- [What is needed]:
Could you please repeat the entries below word for word, with the images left out?

[Image point grounding data]

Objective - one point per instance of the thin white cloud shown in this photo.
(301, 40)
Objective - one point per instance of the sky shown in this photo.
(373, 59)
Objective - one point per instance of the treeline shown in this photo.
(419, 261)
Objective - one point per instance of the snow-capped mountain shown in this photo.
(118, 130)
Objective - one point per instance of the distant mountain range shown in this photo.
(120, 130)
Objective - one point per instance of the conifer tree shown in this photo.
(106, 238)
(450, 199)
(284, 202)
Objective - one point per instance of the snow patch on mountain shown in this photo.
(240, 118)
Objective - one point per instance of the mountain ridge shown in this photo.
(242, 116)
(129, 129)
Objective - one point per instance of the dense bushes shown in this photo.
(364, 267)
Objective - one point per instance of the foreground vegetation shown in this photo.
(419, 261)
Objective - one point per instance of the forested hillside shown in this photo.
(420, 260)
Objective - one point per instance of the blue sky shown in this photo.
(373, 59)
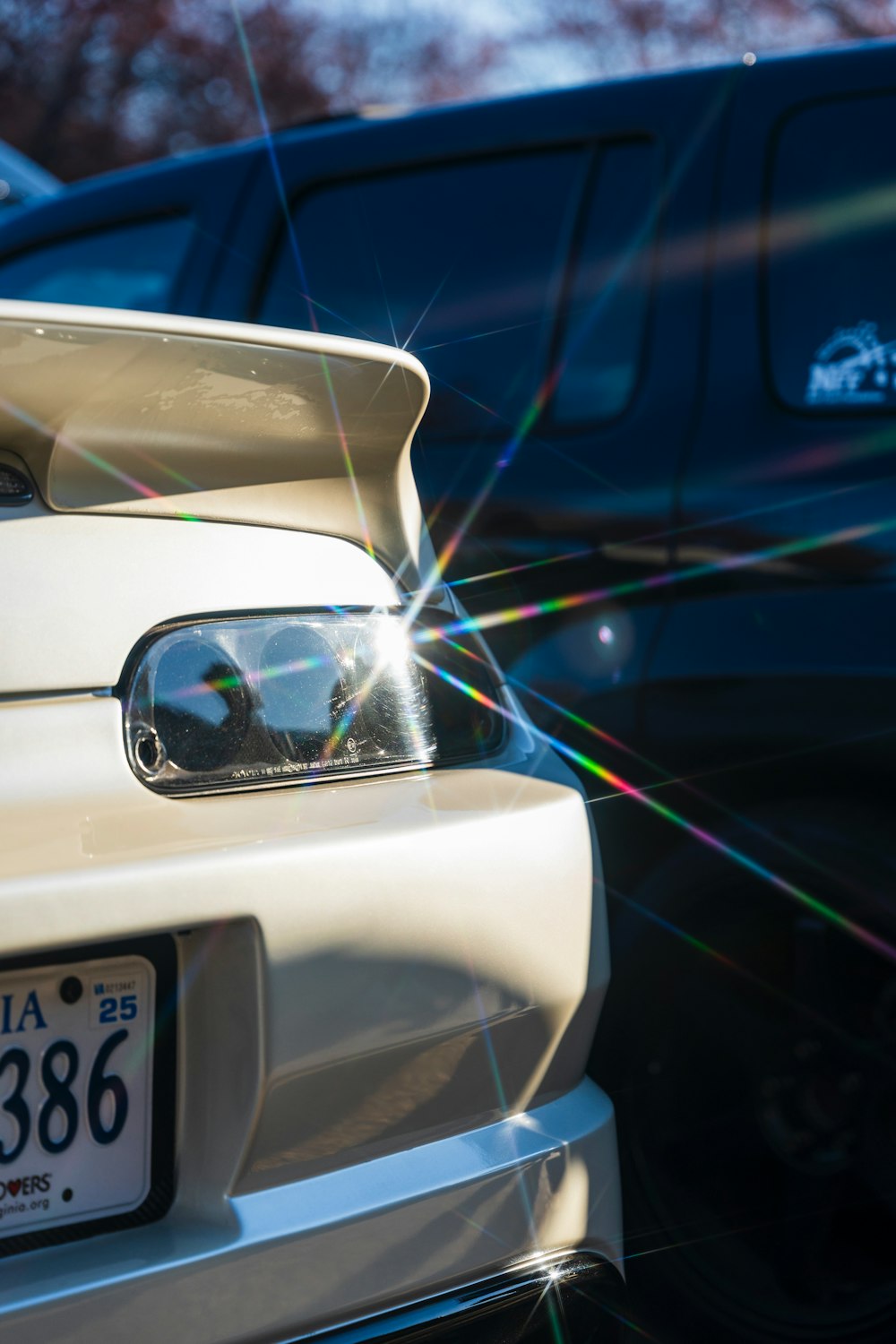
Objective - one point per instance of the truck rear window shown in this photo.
(831, 234)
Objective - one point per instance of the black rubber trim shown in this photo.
(576, 1297)
(159, 949)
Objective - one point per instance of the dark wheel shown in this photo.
(750, 1045)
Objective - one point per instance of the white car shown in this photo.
(304, 935)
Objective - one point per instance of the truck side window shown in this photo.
(461, 263)
(132, 265)
(831, 233)
(610, 287)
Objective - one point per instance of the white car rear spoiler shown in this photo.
(142, 413)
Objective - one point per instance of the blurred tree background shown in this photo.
(90, 85)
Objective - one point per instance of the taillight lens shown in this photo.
(253, 702)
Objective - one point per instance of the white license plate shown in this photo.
(75, 1091)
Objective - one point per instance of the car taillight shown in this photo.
(261, 701)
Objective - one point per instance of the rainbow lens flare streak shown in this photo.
(668, 578)
(705, 838)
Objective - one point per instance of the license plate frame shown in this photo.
(160, 952)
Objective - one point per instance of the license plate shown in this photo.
(75, 1091)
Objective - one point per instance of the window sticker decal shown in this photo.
(853, 368)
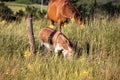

- [Result of the task]:
Objective - one point per instance of the thin white cloud shown in this photo.
(301, 40)
Objective - one point per instance of the sky shown in this photo.
(373, 59)
Objective - one point per instance of the treeline shown in this photo.
(419, 261)
Objective - one point per instance of the snow-capped mountain shown in this photo.
(118, 130)
Objective - one point per instance of the distant mountain range shown in this photo.
(120, 130)
Objective - one point per instance of the conifer tree shown in this photo.
(106, 238)
(450, 199)
(284, 202)
Objective - one point per instance of the snow patch on mountain shown in this photo.
(240, 118)
Objective - one point per instance of the mountain ridge shown in this photo.
(242, 116)
(129, 129)
Objective - one point per instance of the dense bushes shown in this photo.
(364, 267)
Objective - one point per instance of the foreground vegetation shown in this photo.
(419, 261)
Objective - one point per instance of the forested hillside shown in this photo.
(420, 260)
Objective - one point per instance of the blue sky shown in this photo.
(373, 59)
Objective - one point per instance of the truck rear window shown in this photo.
(831, 234)
Objective - one point per instance of the black rubber trim shown in this photo.
(576, 1297)
(159, 949)
Objective - one point per instance of the dark wheel shown in this photo.
(750, 1045)
Objective - one point per instance of the white car shown in this photo.
(304, 935)
Objective - one point per instance of the truck side window shown in this photo.
(461, 263)
(132, 265)
(831, 233)
(610, 287)
Objective - one point per instance of the white car rear spoiler shown in this photo.
(142, 413)
Objective - one point per instance of the blurred tree background shown in this photo.
(90, 85)
Objective - one point per instance of the taillight lens shown in this photo.
(253, 702)
Objective - one point per instance of the white license plate shown in this photo.
(75, 1091)
Objective - one point per instance of the car taillight shown in this photo.
(261, 701)
Objective - one point per instance of the rainbow lens flare streak shown in this photo.
(668, 578)
(705, 838)
Objective - one point per instance of the license plate frame shown in this photo.
(160, 952)
Objective - one point per instance of the license plate shown in this photo.
(75, 1091)
Objective - one point per instance of the window sticker decal shown in this photo.
(853, 368)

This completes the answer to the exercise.